(Excerpt from a dataset)
^^^^

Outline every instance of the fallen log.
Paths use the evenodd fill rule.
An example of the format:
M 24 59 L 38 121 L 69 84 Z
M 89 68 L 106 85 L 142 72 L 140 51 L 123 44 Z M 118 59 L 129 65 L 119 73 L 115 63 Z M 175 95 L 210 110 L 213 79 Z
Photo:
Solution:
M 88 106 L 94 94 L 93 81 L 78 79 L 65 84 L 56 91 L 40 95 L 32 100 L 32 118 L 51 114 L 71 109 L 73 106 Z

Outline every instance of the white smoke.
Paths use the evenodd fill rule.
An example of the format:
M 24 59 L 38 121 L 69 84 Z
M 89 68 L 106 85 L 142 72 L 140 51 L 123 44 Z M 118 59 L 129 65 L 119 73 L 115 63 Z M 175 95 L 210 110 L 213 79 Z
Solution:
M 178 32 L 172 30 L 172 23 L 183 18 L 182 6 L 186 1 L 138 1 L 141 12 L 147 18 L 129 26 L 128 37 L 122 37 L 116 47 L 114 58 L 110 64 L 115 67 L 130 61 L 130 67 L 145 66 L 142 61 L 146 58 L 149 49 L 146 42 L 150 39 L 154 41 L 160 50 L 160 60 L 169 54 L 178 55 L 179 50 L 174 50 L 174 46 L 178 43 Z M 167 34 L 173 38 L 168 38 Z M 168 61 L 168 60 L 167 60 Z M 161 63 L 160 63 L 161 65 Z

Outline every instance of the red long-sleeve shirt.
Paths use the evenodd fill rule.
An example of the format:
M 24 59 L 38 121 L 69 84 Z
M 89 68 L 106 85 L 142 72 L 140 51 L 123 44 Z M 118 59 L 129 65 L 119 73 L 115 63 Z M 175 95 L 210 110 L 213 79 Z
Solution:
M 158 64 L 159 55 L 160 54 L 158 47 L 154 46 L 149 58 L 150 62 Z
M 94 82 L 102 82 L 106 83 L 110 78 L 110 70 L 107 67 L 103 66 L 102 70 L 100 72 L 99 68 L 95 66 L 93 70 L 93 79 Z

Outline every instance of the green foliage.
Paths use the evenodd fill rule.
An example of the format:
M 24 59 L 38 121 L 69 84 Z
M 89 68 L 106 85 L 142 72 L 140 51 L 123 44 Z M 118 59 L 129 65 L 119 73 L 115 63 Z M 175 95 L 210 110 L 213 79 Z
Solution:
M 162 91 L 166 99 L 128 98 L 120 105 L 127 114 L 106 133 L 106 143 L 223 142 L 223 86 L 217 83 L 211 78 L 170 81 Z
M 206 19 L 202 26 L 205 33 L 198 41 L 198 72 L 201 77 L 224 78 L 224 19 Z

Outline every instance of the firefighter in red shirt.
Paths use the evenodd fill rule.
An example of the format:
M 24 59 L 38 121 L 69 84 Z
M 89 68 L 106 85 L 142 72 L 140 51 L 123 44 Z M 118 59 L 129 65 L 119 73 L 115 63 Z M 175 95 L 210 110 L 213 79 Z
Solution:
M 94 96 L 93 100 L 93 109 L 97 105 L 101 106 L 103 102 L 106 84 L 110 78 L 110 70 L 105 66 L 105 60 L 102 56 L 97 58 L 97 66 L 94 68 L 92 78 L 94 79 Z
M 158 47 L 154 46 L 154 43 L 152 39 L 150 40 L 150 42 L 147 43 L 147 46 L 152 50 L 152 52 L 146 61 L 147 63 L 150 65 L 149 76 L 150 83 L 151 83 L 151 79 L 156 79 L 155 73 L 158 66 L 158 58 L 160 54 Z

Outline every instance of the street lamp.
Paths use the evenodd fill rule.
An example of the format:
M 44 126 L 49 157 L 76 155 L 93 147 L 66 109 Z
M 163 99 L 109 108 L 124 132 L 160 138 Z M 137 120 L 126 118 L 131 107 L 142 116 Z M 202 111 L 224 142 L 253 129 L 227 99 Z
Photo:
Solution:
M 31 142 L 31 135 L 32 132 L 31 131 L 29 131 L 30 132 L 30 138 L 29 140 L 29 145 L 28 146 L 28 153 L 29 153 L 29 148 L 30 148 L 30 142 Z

^^^^

Short exercise – Format every line of the excerpt above as a numbered list, omitting the blank lines.

Solution to this exercise –
1. Outline every instance of the fallen log.
2. Paths use the evenodd fill rule.
3. An example of the format:
4. M 24 59 L 38 121 L 69 84 Z
5. M 89 68 L 106 85 L 142 72 L 140 51 L 123 44 Z M 118 59 L 129 65 L 119 73 L 115 63 Z M 175 95 L 210 110 L 213 79 Z
6. Photo:
7. Solution:
8. M 88 106 L 94 94 L 93 81 L 78 79 L 65 84 L 56 91 L 40 95 L 32 100 L 32 118 L 51 114 L 71 109 L 73 106 Z
9. Outline every instance of the white smoke.
10. Paths use the evenodd fill rule.
11. An example of the format:
12. M 24 59 L 38 121 L 69 84 Z
13. M 89 68 L 106 85 L 142 72 L 140 51 L 123 44 Z M 118 59 L 129 65 L 119 73 L 115 63 Z M 175 95 L 210 110 L 213 79 Z
14. Solution:
15. M 178 32 L 172 30 L 172 23 L 183 18 L 182 6 L 186 1 L 138 1 L 141 12 L 147 18 L 129 26 L 128 37 L 122 37 L 116 47 L 114 58 L 110 64 L 115 67 L 130 61 L 130 67 L 145 66 L 142 61 L 146 58 L 149 49 L 146 42 L 150 39 L 154 41 L 160 50 L 160 60 L 169 54 L 178 55 L 179 50 L 174 50 L 174 46 L 178 43 Z M 167 34 L 173 38 L 168 38 Z M 168 61 L 168 60 L 167 60 Z M 161 63 L 160 63 L 161 65 Z
16. Outline every instance of the red long-sleeve shirt.
17. Paths use the evenodd fill rule.
18. An example of the format:
19. M 24 59 L 38 121 L 69 84 Z
20. M 89 68 L 106 85 L 142 72 L 140 51 L 123 44 Z M 118 59 L 129 65 L 119 73 L 115 63 Z M 175 95 L 210 110 L 213 79 Z
21. Solution:
22. M 158 64 L 159 55 L 160 54 L 158 47 L 154 46 L 149 58 L 150 62 Z
23. M 94 82 L 102 82 L 106 83 L 110 78 L 110 70 L 107 67 L 103 66 L 102 70 L 100 72 L 99 68 L 95 66 L 93 70 L 93 79 Z
24. Outline every instance of the green foliage.
25. Paths use the evenodd fill rule.
26. An example of the format:
27. M 24 59 L 38 121 L 69 84 Z
28. M 89 68 L 106 85 L 142 72 L 140 51 L 123 44 Z M 118 59 L 129 65 L 119 73 L 115 63 Z M 175 95 L 210 110 L 213 79 Z
29. Solution:
30. M 162 91 L 166 99 L 128 98 L 120 105 L 127 114 L 106 133 L 106 143 L 223 142 L 223 86 L 217 83 L 211 78 L 170 81 Z
31. M 206 19 L 202 26 L 205 33 L 198 41 L 198 72 L 201 77 L 224 78 L 224 19 Z
32. Outline every instance of the firefighter in red shirt.
33. Paths use the evenodd fill rule.
34. An example of the format:
35. M 24 59 L 38 121 L 69 84 Z
36. M 89 68 L 106 85 L 142 72 L 140 51 L 123 44 Z M 118 59 L 129 65 L 119 73 L 115 63 Z M 175 95 L 210 110 L 213 79 Z
37. Solution:
38. M 94 96 L 93 100 L 93 109 L 97 105 L 101 106 L 103 102 L 106 84 L 110 78 L 110 70 L 105 66 L 105 60 L 102 56 L 97 58 L 97 66 L 94 68 L 92 78 L 94 79 Z
39. M 158 47 L 154 46 L 154 43 L 152 39 L 150 40 L 150 42 L 147 43 L 147 46 L 152 50 L 152 52 L 146 61 L 147 63 L 150 65 L 149 76 L 150 83 L 151 83 L 151 79 L 156 79 L 155 73 L 158 66 L 158 58 L 160 54 Z
40. Outline every instance of the street lamp.
41. Paths use the evenodd fill rule.
42. An example of the format:
43. M 44 126 L 49 157 L 76 155 L 93 147 L 66 109 Z
44. M 163 99 L 109 108 L 124 132 L 160 138 Z M 137 120 L 126 118 L 131 107 L 142 116 Z M 202 111 L 224 142 L 253 129 L 227 99 Z
45. Photo:
46. Solution:
47. M 31 142 L 31 135 L 32 132 L 31 131 L 29 131 L 30 132 L 30 138 L 29 140 L 29 145 L 28 146 L 28 153 L 29 153 L 29 148 L 30 148 L 30 142 Z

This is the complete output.